▸ **TASK REQUIREMENTS**
1. In the Concorde passage, reproduce the text from "Fifty years ago, Concorde" up to and including "reflects James Fisher.", changing "British icon" to "national treasure".
2. Answer these questions from the Concorde passage:
(a) At what time did the sound usually start?
(b) Which airport's flight path did the family live under?
(c) Which cars were pictured on the wall?

▸ **SELECTION**
Fifty years ago, Concorde first took flight and became a British icon. It was ahead of its time then – and still would be today, reflects James Fisher.
It was usually at 5:30pm that it started – distant at first, like a malicious storm brewing, but it kept coming like a wave, louder and louder.
As my parents’ plates started vibrating in the cupboards, I’d run outside. I’d got used to the noise of planes by that point. We lived under the Heathrow flight path and, from early in the morning to late at night, aircraft of varying shapes and sizes would pass over unnoticed, causing perhaps just the briefest hesitation in conversation.
You became numb to it, but there was one that was different. It was another kind of sound – a richer and deeper rumble that infused those who heard it with awe. It was a sound that resonated with power and pride in equal measure. I’d run outside, look up and see the delta wing and stare, because I was a young boy with Lamborghinis and Ferraris on my wall, but they meant nothing compared with Concorde.

▸ **EXTRACTED INFORMATION**

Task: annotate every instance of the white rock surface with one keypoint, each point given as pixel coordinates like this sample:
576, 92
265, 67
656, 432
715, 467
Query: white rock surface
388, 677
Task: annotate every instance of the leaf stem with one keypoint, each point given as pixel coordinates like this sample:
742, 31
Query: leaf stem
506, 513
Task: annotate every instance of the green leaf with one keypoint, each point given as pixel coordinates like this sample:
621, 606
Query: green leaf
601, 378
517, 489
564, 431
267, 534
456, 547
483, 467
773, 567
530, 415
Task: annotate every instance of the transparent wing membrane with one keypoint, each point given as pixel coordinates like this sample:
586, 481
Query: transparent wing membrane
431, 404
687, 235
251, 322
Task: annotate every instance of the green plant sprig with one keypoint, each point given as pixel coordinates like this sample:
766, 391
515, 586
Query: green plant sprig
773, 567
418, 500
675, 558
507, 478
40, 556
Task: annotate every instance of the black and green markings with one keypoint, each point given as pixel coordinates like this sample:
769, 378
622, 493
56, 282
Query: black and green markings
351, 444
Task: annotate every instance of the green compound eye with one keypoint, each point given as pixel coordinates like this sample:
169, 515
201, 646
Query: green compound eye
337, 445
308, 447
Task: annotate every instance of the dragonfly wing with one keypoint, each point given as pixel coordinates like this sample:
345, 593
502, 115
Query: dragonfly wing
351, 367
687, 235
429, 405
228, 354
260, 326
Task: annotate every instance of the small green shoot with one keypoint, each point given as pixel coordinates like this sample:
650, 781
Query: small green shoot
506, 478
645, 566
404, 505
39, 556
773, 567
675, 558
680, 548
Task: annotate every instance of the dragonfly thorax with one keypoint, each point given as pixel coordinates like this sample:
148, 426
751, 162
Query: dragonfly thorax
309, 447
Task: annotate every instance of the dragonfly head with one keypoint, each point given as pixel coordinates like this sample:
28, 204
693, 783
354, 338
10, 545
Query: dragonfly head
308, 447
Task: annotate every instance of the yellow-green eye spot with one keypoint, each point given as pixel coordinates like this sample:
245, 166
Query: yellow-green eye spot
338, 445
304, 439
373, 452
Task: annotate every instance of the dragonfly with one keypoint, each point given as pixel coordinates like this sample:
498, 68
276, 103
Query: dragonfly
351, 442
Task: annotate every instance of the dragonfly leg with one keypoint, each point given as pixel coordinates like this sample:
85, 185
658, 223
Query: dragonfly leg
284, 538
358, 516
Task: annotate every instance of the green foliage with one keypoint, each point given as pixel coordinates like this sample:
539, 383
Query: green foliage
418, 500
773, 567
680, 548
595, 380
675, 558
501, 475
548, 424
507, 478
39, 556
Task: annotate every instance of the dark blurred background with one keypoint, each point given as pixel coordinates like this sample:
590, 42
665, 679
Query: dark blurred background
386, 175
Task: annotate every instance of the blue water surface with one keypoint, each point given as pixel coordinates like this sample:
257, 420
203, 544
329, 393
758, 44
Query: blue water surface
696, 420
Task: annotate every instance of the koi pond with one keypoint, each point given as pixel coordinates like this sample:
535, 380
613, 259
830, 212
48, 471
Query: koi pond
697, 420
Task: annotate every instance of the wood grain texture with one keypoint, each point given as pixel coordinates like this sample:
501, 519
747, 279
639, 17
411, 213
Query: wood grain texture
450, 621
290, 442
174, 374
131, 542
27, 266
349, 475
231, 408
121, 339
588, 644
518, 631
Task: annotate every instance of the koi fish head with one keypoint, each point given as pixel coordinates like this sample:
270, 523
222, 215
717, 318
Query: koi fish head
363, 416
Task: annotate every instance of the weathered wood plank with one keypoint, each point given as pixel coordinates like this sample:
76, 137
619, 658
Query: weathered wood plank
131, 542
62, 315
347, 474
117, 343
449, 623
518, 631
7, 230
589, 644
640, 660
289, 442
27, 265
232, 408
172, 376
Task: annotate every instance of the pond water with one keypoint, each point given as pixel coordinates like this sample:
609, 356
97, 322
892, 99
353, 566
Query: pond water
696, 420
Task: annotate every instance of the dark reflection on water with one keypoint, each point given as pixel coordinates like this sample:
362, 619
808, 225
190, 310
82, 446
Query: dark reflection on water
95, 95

▸ **EXPECTED RESULTS**
1.
Fifty years ago, Concorde first took flight and became a national treasure. It was ahead of its time then – and still would be today, reflects James Fisher.

2.
(a) 5:30pm
(b) Heathrow
(c) Lamborghinis and Ferraris